> DATA LINES
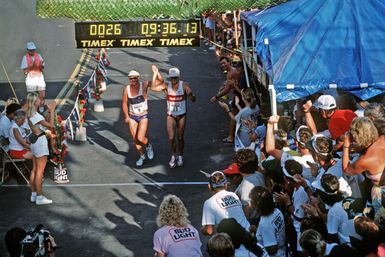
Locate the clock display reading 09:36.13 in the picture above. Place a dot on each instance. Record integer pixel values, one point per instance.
(168, 28)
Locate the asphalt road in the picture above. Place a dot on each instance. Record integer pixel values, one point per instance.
(109, 208)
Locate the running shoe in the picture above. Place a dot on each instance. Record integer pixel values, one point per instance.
(179, 161)
(140, 161)
(172, 162)
(150, 151)
(41, 199)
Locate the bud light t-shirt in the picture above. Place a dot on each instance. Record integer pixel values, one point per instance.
(178, 241)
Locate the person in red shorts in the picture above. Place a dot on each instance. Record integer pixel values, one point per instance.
(338, 120)
(19, 148)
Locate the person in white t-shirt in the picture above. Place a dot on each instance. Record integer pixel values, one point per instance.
(271, 229)
(176, 236)
(247, 162)
(244, 243)
(223, 204)
(39, 148)
(328, 190)
(302, 136)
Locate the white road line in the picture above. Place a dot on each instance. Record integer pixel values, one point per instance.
(118, 184)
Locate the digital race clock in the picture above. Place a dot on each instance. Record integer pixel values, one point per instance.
(148, 33)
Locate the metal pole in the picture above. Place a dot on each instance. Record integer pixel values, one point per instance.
(236, 29)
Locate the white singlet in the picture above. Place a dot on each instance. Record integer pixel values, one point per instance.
(138, 103)
(176, 100)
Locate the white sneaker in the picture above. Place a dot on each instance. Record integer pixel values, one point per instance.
(150, 151)
(41, 199)
(139, 162)
(172, 162)
(179, 161)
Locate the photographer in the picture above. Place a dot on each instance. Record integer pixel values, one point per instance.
(20, 243)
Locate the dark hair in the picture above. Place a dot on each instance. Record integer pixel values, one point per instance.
(217, 180)
(12, 239)
(380, 126)
(239, 235)
(375, 111)
(293, 167)
(324, 148)
(220, 245)
(12, 108)
(247, 161)
(262, 201)
(224, 58)
(330, 183)
(315, 223)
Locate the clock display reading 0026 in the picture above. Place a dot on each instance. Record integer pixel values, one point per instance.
(146, 33)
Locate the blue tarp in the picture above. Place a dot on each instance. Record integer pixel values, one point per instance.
(315, 43)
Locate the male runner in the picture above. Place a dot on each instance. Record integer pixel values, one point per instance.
(176, 92)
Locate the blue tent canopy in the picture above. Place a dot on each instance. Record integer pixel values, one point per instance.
(315, 45)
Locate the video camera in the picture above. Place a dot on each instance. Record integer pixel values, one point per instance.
(35, 244)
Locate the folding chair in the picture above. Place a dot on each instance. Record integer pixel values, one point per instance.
(6, 159)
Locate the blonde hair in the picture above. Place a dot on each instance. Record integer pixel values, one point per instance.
(312, 242)
(11, 100)
(172, 212)
(31, 99)
(363, 131)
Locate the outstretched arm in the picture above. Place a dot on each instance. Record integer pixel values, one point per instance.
(125, 105)
(270, 140)
(188, 92)
(308, 117)
(157, 80)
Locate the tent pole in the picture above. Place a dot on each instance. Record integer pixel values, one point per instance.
(236, 29)
(273, 102)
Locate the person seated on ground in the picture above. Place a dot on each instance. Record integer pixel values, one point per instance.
(315, 246)
(15, 236)
(19, 147)
(244, 243)
(175, 234)
(6, 120)
(223, 204)
(249, 112)
(322, 150)
(363, 234)
(338, 120)
(328, 189)
(303, 136)
(247, 162)
(374, 111)
(220, 245)
(271, 229)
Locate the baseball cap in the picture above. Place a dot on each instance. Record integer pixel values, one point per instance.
(232, 169)
(31, 46)
(133, 73)
(217, 179)
(325, 102)
(350, 229)
(328, 184)
(173, 72)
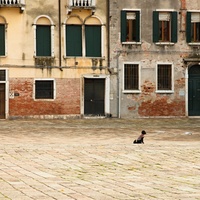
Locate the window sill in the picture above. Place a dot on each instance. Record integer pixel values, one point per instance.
(131, 91)
(133, 43)
(44, 99)
(165, 43)
(165, 91)
(82, 57)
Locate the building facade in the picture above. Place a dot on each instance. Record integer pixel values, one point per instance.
(155, 58)
(53, 58)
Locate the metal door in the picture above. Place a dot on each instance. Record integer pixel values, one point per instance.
(2, 100)
(194, 91)
(94, 97)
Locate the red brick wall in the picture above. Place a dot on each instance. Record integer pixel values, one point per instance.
(67, 98)
(155, 104)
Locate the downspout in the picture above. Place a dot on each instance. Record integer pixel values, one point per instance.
(182, 15)
(118, 88)
(59, 30)
(108, 33)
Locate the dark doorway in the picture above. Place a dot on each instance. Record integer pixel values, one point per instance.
(194, 91)
(94, 97)
(2, 100)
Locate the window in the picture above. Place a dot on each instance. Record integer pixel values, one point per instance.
(193, 27)
(164, 77)
(83, 38)
(164, 27)
(43, 40)
(74, 40)
(43, 37)
(130, 26)
(93, 40)
(131, 77)
(44, 89)
(2, 39)
(2, 75)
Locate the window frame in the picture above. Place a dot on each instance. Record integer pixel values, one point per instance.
(87, 55)
(139, 78)
(81, 44)
(44, 99)
(173, 27)
(51, 24)
(189, 27)
(4, 23)
(123, 26)
(172, 78)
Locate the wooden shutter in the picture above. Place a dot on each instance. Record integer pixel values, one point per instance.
(123, 26)
(137, 26)
(43, 40)
(2, 39)
(188, 27)
(73, 40)
(155, 26)
(174, 27)
(93, 40)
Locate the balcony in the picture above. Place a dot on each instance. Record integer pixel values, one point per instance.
(13, 3)
(81, 4)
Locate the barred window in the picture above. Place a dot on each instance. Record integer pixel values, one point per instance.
(164, 77)
(193, 27)
(131, 77)
(2, 75)
(44, 89)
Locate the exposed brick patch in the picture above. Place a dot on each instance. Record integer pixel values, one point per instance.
(162, 106)
(67, 98)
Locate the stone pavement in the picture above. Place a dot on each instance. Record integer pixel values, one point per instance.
(94, 159)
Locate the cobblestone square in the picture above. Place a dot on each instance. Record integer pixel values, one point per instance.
(95, 159)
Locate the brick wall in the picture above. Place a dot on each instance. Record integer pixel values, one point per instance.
(67, 100)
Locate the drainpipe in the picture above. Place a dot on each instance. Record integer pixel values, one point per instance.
(59, 30)
(118, 88)
(182, 15)
(108, 33)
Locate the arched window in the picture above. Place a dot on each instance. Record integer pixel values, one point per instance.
(44, 30)
(93, 37)
(73, 36)
(83, 38)
(2, 36)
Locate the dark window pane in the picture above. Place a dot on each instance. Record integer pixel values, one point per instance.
(164, 77)
(74, 40)
(2, 75)
(131, 77)
(44, 89)
(195, 33)
(93, 41)
(2, 40)
(43, 40)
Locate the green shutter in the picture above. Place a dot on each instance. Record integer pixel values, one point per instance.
(137, 26)
(155, 26)
(123, 26)
(188, 27)
(74, 40)
(93, 40)
(2, 40)
(43, 40)
(174, 27)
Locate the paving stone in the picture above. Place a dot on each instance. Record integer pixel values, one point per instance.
(95, 159)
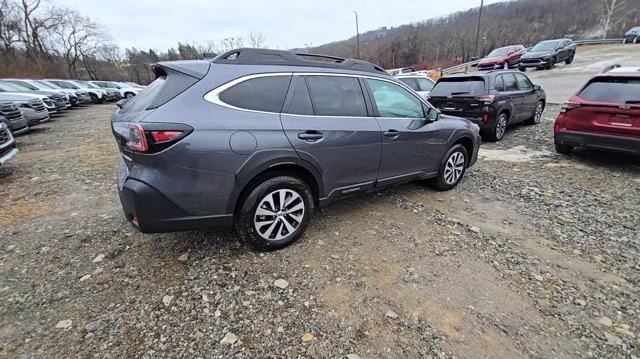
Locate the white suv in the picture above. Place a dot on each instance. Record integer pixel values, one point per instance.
(127, 91)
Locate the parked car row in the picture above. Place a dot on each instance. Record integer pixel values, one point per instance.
(544, 55)
(25, 103)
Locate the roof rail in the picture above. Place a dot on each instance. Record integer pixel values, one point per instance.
(611, 67)
(250, 56)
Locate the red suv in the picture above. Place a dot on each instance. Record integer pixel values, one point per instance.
(503, 58)
(604, 114)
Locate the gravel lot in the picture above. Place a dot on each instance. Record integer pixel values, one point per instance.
(533, 255)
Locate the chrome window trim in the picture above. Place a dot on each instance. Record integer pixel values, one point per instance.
(213, 96)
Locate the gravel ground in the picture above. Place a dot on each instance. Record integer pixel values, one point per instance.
(533, 255)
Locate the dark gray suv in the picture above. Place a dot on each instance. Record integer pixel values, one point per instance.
(260, 138)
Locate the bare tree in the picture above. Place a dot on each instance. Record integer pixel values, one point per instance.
(613, 12)
(256, 39)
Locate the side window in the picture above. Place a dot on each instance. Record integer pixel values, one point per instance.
(300, 100)
(259, 94)
(510, 83)
(523, 83)
(394, 101)
(425, 85)
(499, 86)
(411, 82)
(336, 96)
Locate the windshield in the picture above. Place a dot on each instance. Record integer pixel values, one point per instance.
(46, 85)
(545, 46)
(8, 87)
(51, 85)
(471, 86)
(499, 52)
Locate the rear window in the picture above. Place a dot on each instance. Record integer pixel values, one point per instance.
(471, 86)
(411, 82)
(616, 90)
(336, 96)
(259, 94)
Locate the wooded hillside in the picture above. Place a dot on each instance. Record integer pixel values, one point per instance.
(451, 39)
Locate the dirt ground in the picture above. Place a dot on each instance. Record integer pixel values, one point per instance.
(534, 255)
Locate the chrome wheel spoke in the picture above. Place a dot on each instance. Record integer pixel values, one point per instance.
(279, 214)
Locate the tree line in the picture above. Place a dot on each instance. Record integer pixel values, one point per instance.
(451, 39)
(41, 39)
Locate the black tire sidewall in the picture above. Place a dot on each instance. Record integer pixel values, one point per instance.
(245, 215)
(439, 182)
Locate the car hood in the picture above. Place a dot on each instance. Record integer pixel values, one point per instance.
(536, 54)
(17, 96)
(493, 60)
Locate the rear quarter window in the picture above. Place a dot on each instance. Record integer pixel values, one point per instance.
(463, 87)
(615, 90)
(259, 94)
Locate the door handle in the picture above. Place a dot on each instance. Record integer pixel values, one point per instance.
(392, 133)
(310, 136)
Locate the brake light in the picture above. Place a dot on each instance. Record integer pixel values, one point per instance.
(162, 136)
(149, 137)
(485, 98)
(131, 136)
(570, 105)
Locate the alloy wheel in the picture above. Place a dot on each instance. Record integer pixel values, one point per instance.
(279, 214)
(454, 168)
(539, 111)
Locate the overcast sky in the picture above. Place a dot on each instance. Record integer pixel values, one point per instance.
(160, 24)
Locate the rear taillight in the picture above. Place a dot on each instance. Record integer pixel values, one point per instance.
(570, 105)
(559, 125)
(149, 137)
(485, 98)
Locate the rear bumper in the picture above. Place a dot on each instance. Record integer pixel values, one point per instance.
(7, 153)
(598, 141)
(476, 149)
(151, 212)
(538, 63)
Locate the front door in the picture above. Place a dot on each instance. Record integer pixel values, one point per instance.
(326, 120)
(411, 142)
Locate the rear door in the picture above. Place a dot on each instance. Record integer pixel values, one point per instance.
(457, 96)
(608, 105)
(513, 94)
(327, 121)
(411, 142)
(530, 98)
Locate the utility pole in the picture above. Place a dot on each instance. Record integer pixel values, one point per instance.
(478, 29)
(357, 36)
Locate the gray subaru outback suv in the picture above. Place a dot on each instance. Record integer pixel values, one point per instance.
(260, 138)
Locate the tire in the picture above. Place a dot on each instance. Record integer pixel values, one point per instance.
(563, 149)
(551, 63)
(452, 169)
(270, 232)
(569, 60)
(538, 115)
(497, 131)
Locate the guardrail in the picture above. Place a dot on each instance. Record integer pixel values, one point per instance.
(598, 42)
(577, 42)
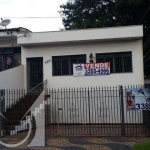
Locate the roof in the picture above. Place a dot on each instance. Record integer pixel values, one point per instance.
(20, 29)
(69, 36)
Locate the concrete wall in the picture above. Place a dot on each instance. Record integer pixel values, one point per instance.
(12, 78)
(47, 51)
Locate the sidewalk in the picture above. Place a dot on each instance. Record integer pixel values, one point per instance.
(77, 143)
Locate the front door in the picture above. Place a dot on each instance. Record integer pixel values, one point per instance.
(35, 71)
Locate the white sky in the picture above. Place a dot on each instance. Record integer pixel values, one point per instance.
(32, 8)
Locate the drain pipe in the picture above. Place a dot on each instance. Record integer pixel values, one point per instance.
(1, 112)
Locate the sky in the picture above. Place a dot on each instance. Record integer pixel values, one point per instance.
(11, 9)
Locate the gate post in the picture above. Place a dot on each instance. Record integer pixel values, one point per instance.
(1, 112)
(122, 110)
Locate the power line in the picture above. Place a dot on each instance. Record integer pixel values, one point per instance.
(31, 17)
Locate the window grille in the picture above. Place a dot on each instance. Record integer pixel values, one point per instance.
(119, 62)
(63, 65)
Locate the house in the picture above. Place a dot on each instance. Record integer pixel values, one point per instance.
(10, 58)
(51, 55)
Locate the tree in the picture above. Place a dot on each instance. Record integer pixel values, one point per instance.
(83, 14)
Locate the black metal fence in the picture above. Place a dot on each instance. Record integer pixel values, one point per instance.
(82, 111)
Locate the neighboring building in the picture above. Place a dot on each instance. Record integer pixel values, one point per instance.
(51, 55)
(147, 83)
(10, 51)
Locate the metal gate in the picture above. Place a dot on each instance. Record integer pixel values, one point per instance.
(93, 111)
(76, 111)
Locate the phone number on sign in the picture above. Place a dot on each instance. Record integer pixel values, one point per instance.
(142, 106)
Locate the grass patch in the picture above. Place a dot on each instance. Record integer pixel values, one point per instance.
(142, 146)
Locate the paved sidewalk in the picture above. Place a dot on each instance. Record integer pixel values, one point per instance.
(77, 143)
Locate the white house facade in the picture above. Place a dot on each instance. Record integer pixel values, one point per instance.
(54, 54)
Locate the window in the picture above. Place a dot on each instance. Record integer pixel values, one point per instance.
(119, 62)
(63, 65)
(10, 57)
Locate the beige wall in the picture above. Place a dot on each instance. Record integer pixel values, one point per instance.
(136, 77)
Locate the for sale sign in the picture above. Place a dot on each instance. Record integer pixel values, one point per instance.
(138, 98)
(91, 69)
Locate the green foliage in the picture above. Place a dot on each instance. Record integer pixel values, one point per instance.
(142, 146)
(108, 13)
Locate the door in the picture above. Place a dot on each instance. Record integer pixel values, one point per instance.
(35, 72)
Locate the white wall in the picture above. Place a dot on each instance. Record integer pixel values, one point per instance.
(47, 51)
(8, 43)
(12, 78)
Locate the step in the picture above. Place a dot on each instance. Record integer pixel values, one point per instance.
(13, 132)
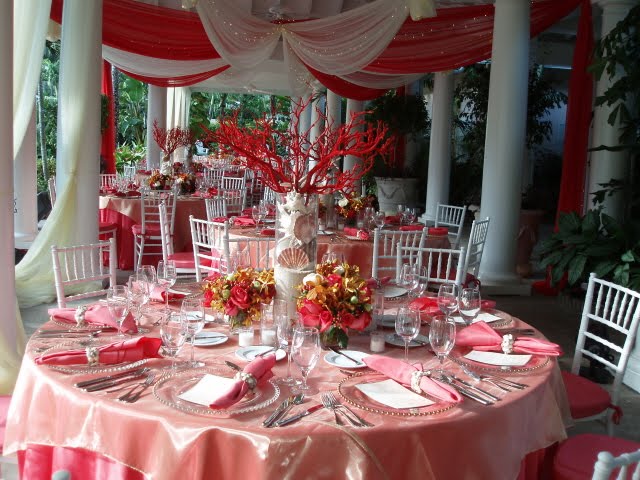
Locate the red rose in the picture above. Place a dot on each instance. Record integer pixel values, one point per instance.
(239, 297)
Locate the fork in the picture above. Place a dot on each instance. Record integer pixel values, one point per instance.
(336, 403)
(137, 390)
(326, 403)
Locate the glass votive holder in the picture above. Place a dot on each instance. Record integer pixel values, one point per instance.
(245, 336)
(376, 341)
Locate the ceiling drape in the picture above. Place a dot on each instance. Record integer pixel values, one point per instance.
(375, 46)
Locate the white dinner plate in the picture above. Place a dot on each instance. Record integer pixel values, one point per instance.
(209, 339)
(395, 339)
(392, 291)
(337, 360)
(250, 353)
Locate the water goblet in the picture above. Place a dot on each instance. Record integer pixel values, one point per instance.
(173, 336)
(305, 350)
(448, 298)
(442, 337)
(469, 303)
(192, 318)
(407, 327)
(166, 278)
(118, 304)
(284, 331)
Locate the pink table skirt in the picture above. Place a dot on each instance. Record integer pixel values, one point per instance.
(126, 212)
(468, 441)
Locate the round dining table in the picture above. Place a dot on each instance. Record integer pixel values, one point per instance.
(54, 425)
(125, 212)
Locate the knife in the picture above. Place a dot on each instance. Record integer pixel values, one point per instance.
(337, 350)
(298, 416)
(93, 381)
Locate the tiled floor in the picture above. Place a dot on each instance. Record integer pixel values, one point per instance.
(557, 317)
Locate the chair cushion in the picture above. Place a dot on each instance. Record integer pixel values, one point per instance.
(4, 411)
(577, 455)
(586, 398)
(152, 230)
(183, 259)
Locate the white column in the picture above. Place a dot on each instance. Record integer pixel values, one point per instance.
(505, 140)
(440, 145)
(79, 108)
(156, 110)
(25, 186)
(605, 165)
(350, 161)
(9, 328)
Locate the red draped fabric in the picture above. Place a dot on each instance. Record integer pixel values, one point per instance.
(108, 146)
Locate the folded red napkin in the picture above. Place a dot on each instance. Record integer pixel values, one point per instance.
(438, 231)
(157, 295)
(411, 228)
(481, 336)
(130, 350)
(95, 315)
(244, 221)
(259, 368)
(402, 372)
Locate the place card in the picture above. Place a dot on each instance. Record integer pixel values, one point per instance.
(482, 317)
(392, 394)
(208, 389)
(495, 358)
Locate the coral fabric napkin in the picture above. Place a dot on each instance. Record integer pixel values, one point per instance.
(157, 295)
(481, 336)
(401, 372)
(96, 315)
(260, 368)
(244, 222)
(130, 350)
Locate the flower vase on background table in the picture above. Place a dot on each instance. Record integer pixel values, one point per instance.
(296, 243)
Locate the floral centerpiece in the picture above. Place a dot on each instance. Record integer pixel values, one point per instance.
(299, 170)
(159, 181)
(186, 183)
(335, 299)
(239, 294)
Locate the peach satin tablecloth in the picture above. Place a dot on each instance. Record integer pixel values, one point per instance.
(126, 212)
(49, 417)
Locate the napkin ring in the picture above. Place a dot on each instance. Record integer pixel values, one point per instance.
(249, 379)
(79, 316)
(507, 343)
(415, 380)
(93, 356)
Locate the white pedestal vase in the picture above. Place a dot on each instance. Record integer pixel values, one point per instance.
(296, 244)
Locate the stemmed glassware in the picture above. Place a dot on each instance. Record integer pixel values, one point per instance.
(284, 330)
(407, 327)
(192, 317)
(448, 298)
(118, 303)
(442, 337)
(173, 335)
(305, 350)
(166, 278)
(469, 303)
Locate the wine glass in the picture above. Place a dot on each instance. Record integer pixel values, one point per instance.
(118, 303)
(448, 298)
(173, 336)
(305, 350)
(166, 278)
(407, 327)
(192, 318)
(284, 332)
(442, 337)
(469, 303)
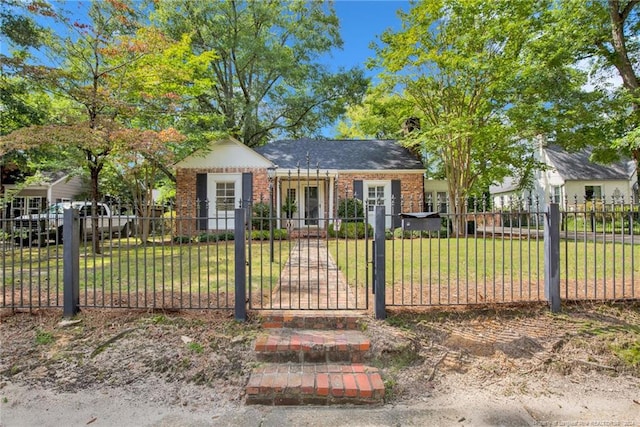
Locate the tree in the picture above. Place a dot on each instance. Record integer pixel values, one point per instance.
(602, 37)
(89, 68)
(268, 78)
(454, 65)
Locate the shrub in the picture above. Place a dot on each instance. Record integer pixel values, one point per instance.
(216, 237)
(350, 230)
(181, 239)
(278, 234)
(351, 210)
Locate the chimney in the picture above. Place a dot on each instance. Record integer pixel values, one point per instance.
(410, 125)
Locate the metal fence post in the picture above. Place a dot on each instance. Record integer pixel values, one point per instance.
(379, 260)
(552, 257)
(71, 262)
(240, 265)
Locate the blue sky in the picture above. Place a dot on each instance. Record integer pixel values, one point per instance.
(361, 22)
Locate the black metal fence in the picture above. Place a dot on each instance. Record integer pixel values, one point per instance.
(163, 261)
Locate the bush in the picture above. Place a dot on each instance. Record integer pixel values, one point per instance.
(351, 210)
(181, 239)
(350, 230)
(216, 237)
(278, 234)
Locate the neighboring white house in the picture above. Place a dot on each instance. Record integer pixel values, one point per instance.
(436, 195)
(571, 177)
(53, 187)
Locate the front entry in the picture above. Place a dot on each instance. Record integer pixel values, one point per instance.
(311, 211)
(305, 264)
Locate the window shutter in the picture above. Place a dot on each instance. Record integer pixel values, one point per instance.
(396, 197)
(358, 189)
(247, 189)
(201, 201)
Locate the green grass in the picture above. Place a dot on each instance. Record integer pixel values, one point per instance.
(201, 269)
(478, 260)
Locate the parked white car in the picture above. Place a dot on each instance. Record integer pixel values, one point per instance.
(45, 227)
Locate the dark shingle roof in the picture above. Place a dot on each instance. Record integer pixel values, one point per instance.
(371, 154)
(577, 166)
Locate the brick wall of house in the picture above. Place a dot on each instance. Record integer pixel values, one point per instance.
(186, 192)
(412, 186)
(412, 190)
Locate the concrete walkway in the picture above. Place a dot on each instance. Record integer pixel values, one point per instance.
(311, 280)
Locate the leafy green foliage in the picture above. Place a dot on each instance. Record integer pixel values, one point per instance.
(266, 55)
(216, 237)
(278, 234)
(457, 68)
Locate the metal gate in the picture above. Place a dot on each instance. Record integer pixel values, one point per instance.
(308, 244)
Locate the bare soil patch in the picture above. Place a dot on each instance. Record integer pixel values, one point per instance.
(204, 358)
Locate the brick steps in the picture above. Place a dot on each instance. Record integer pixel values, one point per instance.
(312, 320)
(313, 359)
(293, 345)
(314, 384)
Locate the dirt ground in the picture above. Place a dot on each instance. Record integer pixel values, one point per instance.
(506, 366)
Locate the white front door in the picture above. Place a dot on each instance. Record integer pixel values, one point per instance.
(377, 193)
(311, 206)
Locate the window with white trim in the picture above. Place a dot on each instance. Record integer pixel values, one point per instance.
(592, 192)
(225, 195)
(375, 196)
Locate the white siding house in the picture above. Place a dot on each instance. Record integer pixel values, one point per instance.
(53, 187)
(572, 178)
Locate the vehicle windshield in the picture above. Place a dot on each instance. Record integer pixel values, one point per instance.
(55, 209)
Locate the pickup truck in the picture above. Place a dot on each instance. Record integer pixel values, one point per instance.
(45, 227)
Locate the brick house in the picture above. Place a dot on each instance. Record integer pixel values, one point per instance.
(308, 175)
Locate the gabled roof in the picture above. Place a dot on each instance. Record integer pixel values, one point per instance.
(507, 185)
(340, 154)
(228, 152)
(577, 166)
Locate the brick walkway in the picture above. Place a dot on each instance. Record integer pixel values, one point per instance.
(311, 350)
(316, 367)
(311, 280)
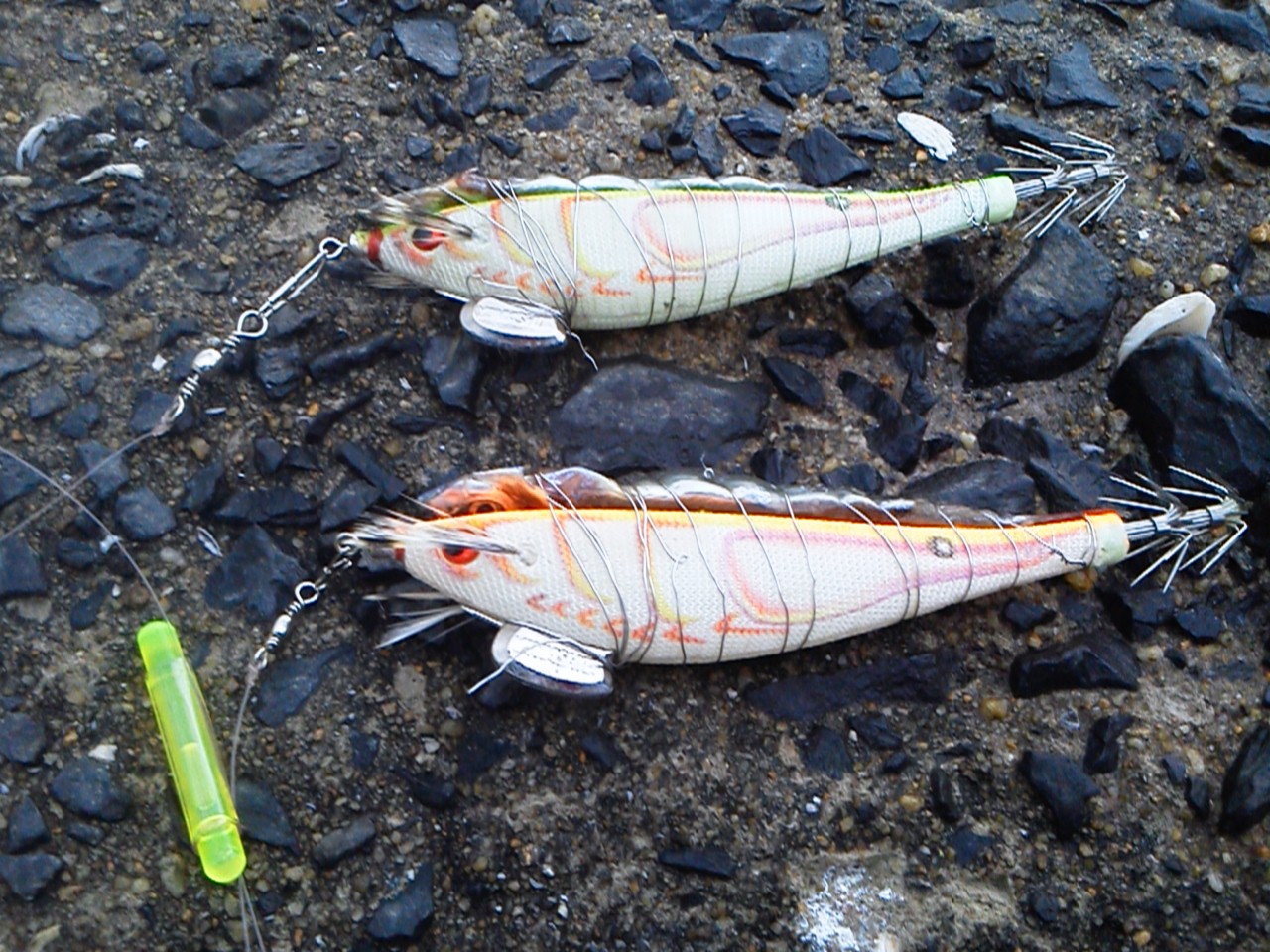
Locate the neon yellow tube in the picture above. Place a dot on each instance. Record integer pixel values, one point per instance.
(193, 757)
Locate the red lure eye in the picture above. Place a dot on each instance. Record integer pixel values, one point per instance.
(456, 555)
(426, 239)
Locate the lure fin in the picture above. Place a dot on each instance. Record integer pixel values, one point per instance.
(515, 325)
(550, 662)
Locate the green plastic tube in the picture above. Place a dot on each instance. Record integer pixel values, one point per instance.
(193, 757)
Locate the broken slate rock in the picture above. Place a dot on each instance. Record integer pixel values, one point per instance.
(1193, 413)
(642, 414)
(281, 164)
(51, 313)
(1062, 785)
(1048, 316)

> REQUIREMENT
Repeat exactly the lines in the entries from the one containing "Locate the pickup" to the final line, inclusive, and nothing beyond them; skip pictures.

> COMPLETE ANSWER
Locate the pickup truck in the picture above. Place a dot on each instance. Record integer pixel values, one point per instance.
(45, 227)
Locate the brick house in the picture above. Place a dot on each instance. Record integer pixel values, one point per instance.
(308, 175)
Locate the gabled roof in the picture above. Place a dot on each instance. Record integer pixel values, one point per instance.
(507, 185)
(340, 154)
(228, 152)
(577, 166)
Locate the brick walkway in the picture above. Place a dot on each instance. Record integer pixel values, one point per instance.
(311, 350)
(316, 367)
(311, 280)
Locate the neon yellow tube in the picture above. Place a dot on each instance. Record integer pixel values, one point per instance.
(193, 757)
Locate the red lure eye in the picture above. Place a dot on each instance. Record integer pixel values, one point per instance.
(456, 555)
(426, 239)
Locate the lure fin in the picture above. Place a dot on each instance. Record integer pixel values, one point per instance.
(515, 325)
(550, 662)
Locate the green plastic tube in the picture above. Place a dot on each instance. Record integer pixel values, one point per instance.
(193, 757)
Locate the broken slate rock in the picture above. Place a dot on each instance. Record integer pixel values, one point per instance.
(1193, 413)
(642, 414)
(281, 164)
(51, 313)
(1062, 785)
(1048, 316)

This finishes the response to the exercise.